Problem to work on | Present every line of the rows below as a Markdown table with two columns, No. and Line, numbering the lines in order and skipping blank lines. Leave the pictures out.

Data provided |
• • •

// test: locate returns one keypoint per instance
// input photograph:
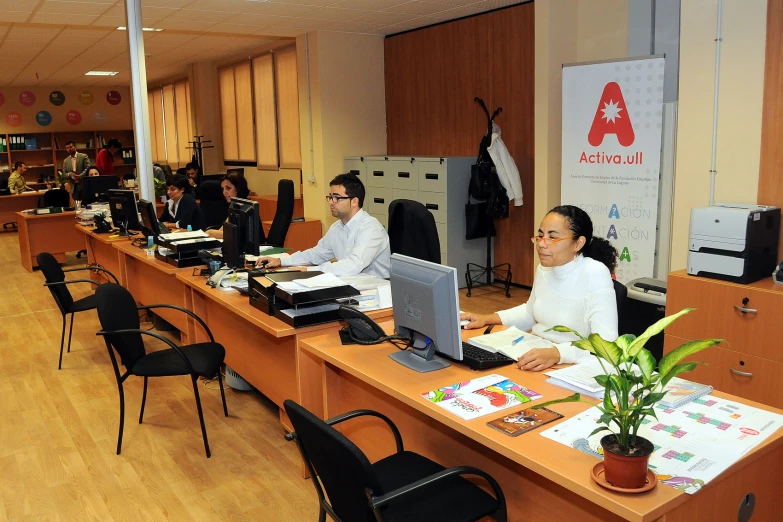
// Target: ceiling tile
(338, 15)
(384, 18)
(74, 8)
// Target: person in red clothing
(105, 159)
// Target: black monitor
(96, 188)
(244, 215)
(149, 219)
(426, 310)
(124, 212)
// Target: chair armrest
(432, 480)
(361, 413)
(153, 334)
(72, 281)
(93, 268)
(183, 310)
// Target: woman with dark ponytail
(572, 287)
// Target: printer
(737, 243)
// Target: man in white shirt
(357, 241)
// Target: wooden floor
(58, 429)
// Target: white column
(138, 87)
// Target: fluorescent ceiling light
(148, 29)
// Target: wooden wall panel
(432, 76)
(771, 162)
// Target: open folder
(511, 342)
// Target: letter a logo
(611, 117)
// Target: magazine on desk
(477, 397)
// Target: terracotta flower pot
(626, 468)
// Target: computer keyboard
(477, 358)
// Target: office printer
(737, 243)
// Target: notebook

• • •

Finished answer |
| No. | Line |
|---|---|
| 1 | // test: locate returns one keypoint per instance |
| 2 | // input photograph: |
| 3 | // Target: ceiling tile |
| 4 | (338, 15) |
| 5 | (384, 18) |
| 6 | (74, 8) |
| 7 | // Target: person in red clothing |
| 8 | (105, 159) |
| 9 | // Target: black monitor |
| 10 | (96, 188) |
| 11 | (244, 215) |
| 12 | (149, 219) |
| 13 | (426, 310) |
| 14 | (124, 212) |
| 15 | // Target: chair armrest |
| 16 | (432, 480) |
| 17 | (361, 413) |
| 18 | (153, 334) |
| 19 | (72, 281) |
| 20 | (93, 268) |
| 21 | (183, 310) |
| 22 | // Target: woman with dark ponytail |
| 23 | (572, 287) |
| 24 | // Target: printer |
| 25 | (737, 243) |
| 26 | // Target: man in white shirt |
| 27 | (357, 241) |
| 28 | // Target: wooden floor |
| 29 | (58, 429) |
| 30 | // Target: white column |
| 31 | (138, 87) |
| 32 | // Target: fluorescent ceiling light |
| 33 | (148, 29) |
| 34 | // Target: wooden wall panel |
| 35 | (432, 76) |
| 36 | (771, 162) |
| 37 | // Target: open folder |
| 38 | (511, 342) |
| 39 | // Target: letter a logo |
| 40 | (611, 117) |
| 41 | // Target: magazine on desk |
| 42 | (477, 397) |
| 43 | // Target: terracotta flower pot |
| 44 | (626, 468) |
| 45 | // Target: computer keyboard |
| 46 | (477, 358) |
| 47 | // Target: office printer |
| 48 | (737, 243) |
| 49 | // Target: notebook |